Schweden-Happen für Hipster: Jetzt erobert Thors Junior den Großstadtdschungel
So langsam wird es eng für Audi Q2, BMW X1 und Mercedes GLA. Denn nachdem die drei deutschen Platzhirsche das Segment der kompakten Geländewagen mit gehobenem Anspruch bislang weitgehend für sich alleine hatten, drängen jetzt von allen Seiten neue Spieler auf den Plan. Gerade erst hat Jaguar den E-Pace lanciert und im Frühjahr zieht Volvo mit seinem erstem kompakten SUV nach: XC40 heißt der Hoffnungsträger, der das Zeug zum meistverkauften Volvo aller Zeiten hat. Er basiert auf einer neuen Kompakt-Plattform, die er sich mit der chinesischen Schwestermarke Lynk&Co teilt, kommt im März in den Handel und wird mittelfristig bei 31 350 Euro starten. Wer allerdings gleich zur Markteinführung vom Hof fahren will, muss mit den starken Motoren und der gehobenen Ausstattung Vorlieb nehmen und ist mit mindestens 44 800 Euro dabei.

:::

Bei welchem Preis soll der Volvo XC40 laut dem Textauszug mittelfristig starten? Die Auflistung ist hierfür nicht erforderlich.

[Datensätze]
:::

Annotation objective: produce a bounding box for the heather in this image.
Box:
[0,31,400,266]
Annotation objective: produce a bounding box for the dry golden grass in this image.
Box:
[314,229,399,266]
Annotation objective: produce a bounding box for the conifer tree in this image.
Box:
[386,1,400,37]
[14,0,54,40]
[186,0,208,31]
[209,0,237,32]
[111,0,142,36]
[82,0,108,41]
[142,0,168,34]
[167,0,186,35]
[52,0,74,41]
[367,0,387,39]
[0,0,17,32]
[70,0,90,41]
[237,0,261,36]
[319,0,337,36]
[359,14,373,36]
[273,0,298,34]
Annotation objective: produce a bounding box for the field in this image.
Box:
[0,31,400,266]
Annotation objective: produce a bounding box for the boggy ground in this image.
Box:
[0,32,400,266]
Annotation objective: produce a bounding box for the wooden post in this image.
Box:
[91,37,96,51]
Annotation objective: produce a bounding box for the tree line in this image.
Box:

:::

• _Antwort_
Bei 31 350 Euro.